Es gibt inzwischen, viel, viel mehr Einrichtungen. Ganz am Anfang gab es in Linz ein Arbeitsprojekt und das war es dann … und das Jugendamt natürlich! Vor ungefähr 20 Jahren kam dann die erste Jugendnotschlafstelle dazu und nach und nach haben sich weitere Vereine gebildet. Wir können inzwischen aus viel mehr Kursangeboten schöpfen. Außerdem gibt es die Ausbildungspflicht mit begleitendem Jugendcoaching. Ich kann also für meine Klient:innen jederzeit jemanden „dazuschalten“, um gemeinsam ein gutes Betreuungskonzept auf die Beine zu stellen. Was mir persönlich aber oft fehlt, ist die Zeit pro Klient:in, die definitiv weniger geworden ist.

ZIEL: Zitiere aus dem Abschnitt über die Angebote für Jugendliche in Linz die Stelle von „Es gibt inzwischen, viel, viel“ bis einschließlich „weniger geworden ist.“. Das Material danach hat mit dem Abschnitt nichts zu tun.

ROHDATEN:
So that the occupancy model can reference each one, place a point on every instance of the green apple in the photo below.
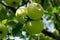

VOLLSTÄNDIGE AUSGABE:
Es gibt inzwischen, viel, viel mehr Einrichtungen. Ganz am Anfang gab es in Linz ein Arbeitsprojekt und das war es dann … und das Jugendamt natürlich! Vor ungefähr 20 Jahren kam dann die erste Jugendnotschlafstelle dazu und nach und nach haben sich weitere Vereine gebildet. Wir können inzwischen aus viel mehr Kursangeboten schöpfen. Außerdem gibt es die Ausbildungspflicht mit begleitendem Jugendcoaching. Ich kann also für meine Klient:innen jederzeit jemanden „dazuschalten“, um gemeinsam ein gutes Betreuungskonzept auf die Beine zu stellen. Was mir persönlich aber oft fehlt, ist die Zeit pro Klient:in, die definitiv weniger geworden ist.